> _THE TASK_: The expected response consists solely of the lines from the line with "</instance>" through the last line of the material below, copied exactly.

[DATA RECORDS Boundary: Start]

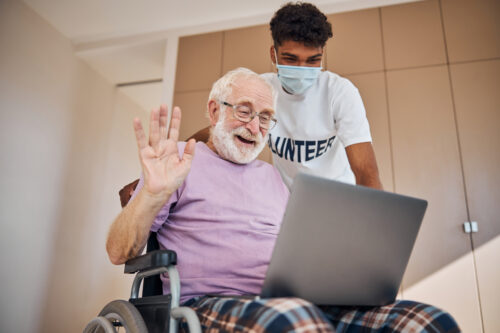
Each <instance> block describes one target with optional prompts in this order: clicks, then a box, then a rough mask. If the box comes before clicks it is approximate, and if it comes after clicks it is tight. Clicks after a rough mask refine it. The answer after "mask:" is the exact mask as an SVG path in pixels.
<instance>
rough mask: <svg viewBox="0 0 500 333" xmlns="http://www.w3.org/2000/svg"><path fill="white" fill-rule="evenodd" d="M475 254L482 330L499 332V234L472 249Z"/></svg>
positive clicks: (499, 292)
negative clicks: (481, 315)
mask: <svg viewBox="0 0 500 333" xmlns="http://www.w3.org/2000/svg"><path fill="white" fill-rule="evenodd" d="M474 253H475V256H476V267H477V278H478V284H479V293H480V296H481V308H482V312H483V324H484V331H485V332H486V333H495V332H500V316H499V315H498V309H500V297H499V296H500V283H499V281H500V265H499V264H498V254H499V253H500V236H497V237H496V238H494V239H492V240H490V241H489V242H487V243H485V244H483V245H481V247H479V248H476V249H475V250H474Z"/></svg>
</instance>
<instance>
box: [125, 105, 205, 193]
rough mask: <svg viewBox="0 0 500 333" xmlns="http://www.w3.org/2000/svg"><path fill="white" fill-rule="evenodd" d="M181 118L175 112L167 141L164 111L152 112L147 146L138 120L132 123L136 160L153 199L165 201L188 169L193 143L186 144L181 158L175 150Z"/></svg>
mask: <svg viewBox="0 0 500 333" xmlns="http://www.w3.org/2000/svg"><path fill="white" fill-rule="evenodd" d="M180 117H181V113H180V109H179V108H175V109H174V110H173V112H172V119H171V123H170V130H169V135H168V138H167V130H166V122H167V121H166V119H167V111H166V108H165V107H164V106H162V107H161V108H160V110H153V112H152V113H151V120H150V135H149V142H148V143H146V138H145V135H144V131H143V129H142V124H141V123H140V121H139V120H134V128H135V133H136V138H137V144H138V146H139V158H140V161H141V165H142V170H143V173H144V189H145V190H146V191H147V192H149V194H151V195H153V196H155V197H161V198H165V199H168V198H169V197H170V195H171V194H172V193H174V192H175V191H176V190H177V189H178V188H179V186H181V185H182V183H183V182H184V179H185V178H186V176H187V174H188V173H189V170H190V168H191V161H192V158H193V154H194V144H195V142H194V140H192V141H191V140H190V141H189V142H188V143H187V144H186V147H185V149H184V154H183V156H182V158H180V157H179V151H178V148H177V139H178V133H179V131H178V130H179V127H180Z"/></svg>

[DATA RECORDS Boundary: End]

> _SOLUTION TO THIS PROBLEM_:
</instance>
<instance>
box: [125, 105, 205, 193]
rough mask: <svg viewBox="0 0 500 333" xmlns="http://www.w3.org/2000/svg"><path fill="white" fill-rule="evenodd" d="M181 118L175 112L167 141L164 111L152 112L147 146L138 120L132 123L136 160L153 199L165 201L188 169L193 143L186 144L181 158L175 150Z"/></svg>
mask: <svg viewBox="0 0 500 333" xmlns="http://www.w3.org/2000/svg"><path fill="white" fill-rule="evenodd" d="M180 117H181V113H180V109H179V108H175V109H174V110H173V112H172V119H171V123H170V130H169V135H168V138H167V130H166V122H167V121H166V119H167V111H166V108H165V107H164V106H162V107H161V108H160V110H153V112H152V113H151V120H150V135H149V142H148V143H146V138H145V135H144V131H143V129H142V124H141V123H140V121H139V120H134V128H135V133H136V138H137V144H138V146H139V158H140V161H141V165H142V170H143V173H144V189H145V190H146V191H147V192H149V194H151V195H153V196H155V197H161V198H165V199H168V198H169V197H170V195H171V194H172V193H174V192H175V191H176V190H177V189H178V188H179V186H181V185H182V183H183V182H184V179H185V178H186V176H187V174H188V173H189V170H190V168H191V161H192V158H193V154H194V144H195V142H194V140H192V141H191V140H190V141H189V142H188V143H187V144H186V147H185V149H184V154H183V156H182V158H180V157H179V151H178V148H177V139H178V133H179V131H178V130H179V127H180Z"/></svg>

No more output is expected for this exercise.